What is required >> Quote, verbatim, all material below, without pictures.

Dataset entries >>
* Begin *

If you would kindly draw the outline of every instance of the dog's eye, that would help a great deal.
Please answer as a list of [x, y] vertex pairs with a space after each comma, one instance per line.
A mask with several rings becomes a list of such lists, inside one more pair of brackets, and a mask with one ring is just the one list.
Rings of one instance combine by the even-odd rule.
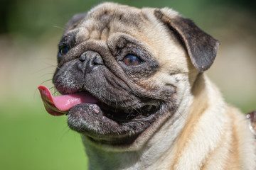
[[68, 51], [69, 47], [66, 45], [63, 45], [60, 47], [59, 55], [65, 55]]
[[127, 66], [136, 66], [142, 64], [142, 61], [135, 55], [127, 55], [124, 57], [123, 62]]

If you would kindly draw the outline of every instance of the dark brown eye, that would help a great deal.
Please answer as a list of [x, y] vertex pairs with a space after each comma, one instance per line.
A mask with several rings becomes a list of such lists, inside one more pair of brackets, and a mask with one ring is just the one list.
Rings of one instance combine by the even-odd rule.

* End *

The completed task >>
If you would kindly draw the outline of every instance of the dog's eye, that would help a great deal.
Please answer as a list of [x, y] vertex pairs with a space after each comma, one instance per line.
A mask with several rings becomes a list of such lists, inside one more pair of brackets, and a mask with one ring is just the one list.
Rings of one instance combine by the even-odd rule.
[[68, 51], [69, 47], [66, 45], [63, 45], [60, 47], [59, 55], [65, 55]]
[[127, 66], [136, 66], [142, 64], [142, 61], [135, 55], [127, 55], [124, 57], [123, 62]]

If you would kindly draw the outline of every instance of the dark brown eye, that would help a great deal.
Please answer as a list of [x, y] vertex pairs with a space after each comma, one instance per line.
A mask with several rings becomes a list of such lists, inside one more pair of brackets, and a mask with one ring is just the one list.
Rings of one instance combine by the even-odd rule.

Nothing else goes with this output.